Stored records
....................

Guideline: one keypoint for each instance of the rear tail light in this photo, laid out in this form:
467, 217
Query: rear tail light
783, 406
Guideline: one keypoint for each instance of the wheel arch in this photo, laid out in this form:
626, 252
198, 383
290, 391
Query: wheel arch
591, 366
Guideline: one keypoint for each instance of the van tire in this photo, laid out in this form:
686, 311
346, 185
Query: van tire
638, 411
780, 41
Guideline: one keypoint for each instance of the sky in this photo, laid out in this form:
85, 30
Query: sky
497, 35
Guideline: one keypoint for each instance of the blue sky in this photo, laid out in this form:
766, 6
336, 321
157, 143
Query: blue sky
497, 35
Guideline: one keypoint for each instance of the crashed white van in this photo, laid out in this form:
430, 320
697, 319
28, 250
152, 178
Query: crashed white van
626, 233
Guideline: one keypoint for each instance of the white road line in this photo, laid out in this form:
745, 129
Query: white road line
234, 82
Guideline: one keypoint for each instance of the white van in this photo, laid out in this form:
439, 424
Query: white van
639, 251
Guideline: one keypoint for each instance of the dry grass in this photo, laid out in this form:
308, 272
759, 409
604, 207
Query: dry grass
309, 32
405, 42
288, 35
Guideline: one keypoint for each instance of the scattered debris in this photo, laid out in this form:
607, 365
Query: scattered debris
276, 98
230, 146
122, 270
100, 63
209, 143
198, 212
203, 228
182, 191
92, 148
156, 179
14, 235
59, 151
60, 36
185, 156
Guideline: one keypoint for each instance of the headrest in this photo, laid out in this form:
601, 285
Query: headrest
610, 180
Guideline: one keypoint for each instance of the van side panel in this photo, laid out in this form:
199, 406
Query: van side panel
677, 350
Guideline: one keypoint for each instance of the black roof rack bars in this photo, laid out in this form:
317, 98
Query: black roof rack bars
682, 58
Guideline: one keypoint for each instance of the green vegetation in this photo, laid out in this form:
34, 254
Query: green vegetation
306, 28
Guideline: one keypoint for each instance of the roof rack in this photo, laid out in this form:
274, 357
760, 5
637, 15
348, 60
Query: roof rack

....................

Work instruction
Reproduce each record exactly as written above.

Solution for this task
Guideline: one keypoint for each instance of the rear tail light in this photo, laid out in this form:
467, 217
Query: rear tail light
783, 406
Guideline: one keypoint for each instance of the wheel arch in this photo, laid out in this form:
626, 252
198, 383
290, 391
Query: wheel arch
591, 366
Guideline: one keypoint for each instance of the van tire in this photo, laid out in this form:
686, 311
346, 185
Query: van tire
638, 411
780, 41
Guideline: one keypoint for each instance of the sky in this photo, laid out in this form:
85, 30
Query: sky
497, 35
Guideline: one keypoint for each instance of the blue sky in this photo, laid out in this form:
766, 6
336, 321
157, 143
Query: blue sky
497, 35
Guideline: one keypoint for each instance of the crashed white van in this photo, laid out in this form:
430, 320
697, 319
28, 250
152, 178
Query: crashed white van
626, 233
Guideline: one keypoint for each instance of the white road line in this photo, laid out in this form:
745, 129
Query: white road line
234, 82
Guideline: one keypoint for each instance of the white van in this photo, laid out in this form:
439, 424
Query: white van
639, 251
Guideline: one keypoint for each instance of the dry grass in this photo, laid out in this form:
308, 272
759, 409
604, 207
Query: dry grass
309, 32
405, 42
288, 35
Guideline: one keypoint for each instance of the scattered debris in this photo, laid out in this form:
607, 365
Query: scattered debris
276, 98
230, 146
122, 270
100, 63
209, 143
198, 212
203, 228
182, 191
92, 148
156, 179
14, 235
59, 151
60, 36
185, 156
Guideline: one keypoint for each instance of the headrest in this photo, laid out in this form:
601, 285
Query: headrest
610, 180
Guideline: one keypoint for each instance of the van side panel in this photo, laid out in this form:
199, 406
Query: van side panel
677, 350
Guideline: one keypoint for each instance of the black roof rack bars in this photo, laid out in this form:
317, 98
Query: black roof rack bars
682, 58
Guideline: one keypoint for each instance of the green vegetation in this photo, laid out in this form:
34, 254
Query: green vegetation
306, 28
Guideline: one keypoint for each instance of the roof rack in this photo, laid out in this form:
274, 357
760, 5
637, 15
348, 60
Query: roof rack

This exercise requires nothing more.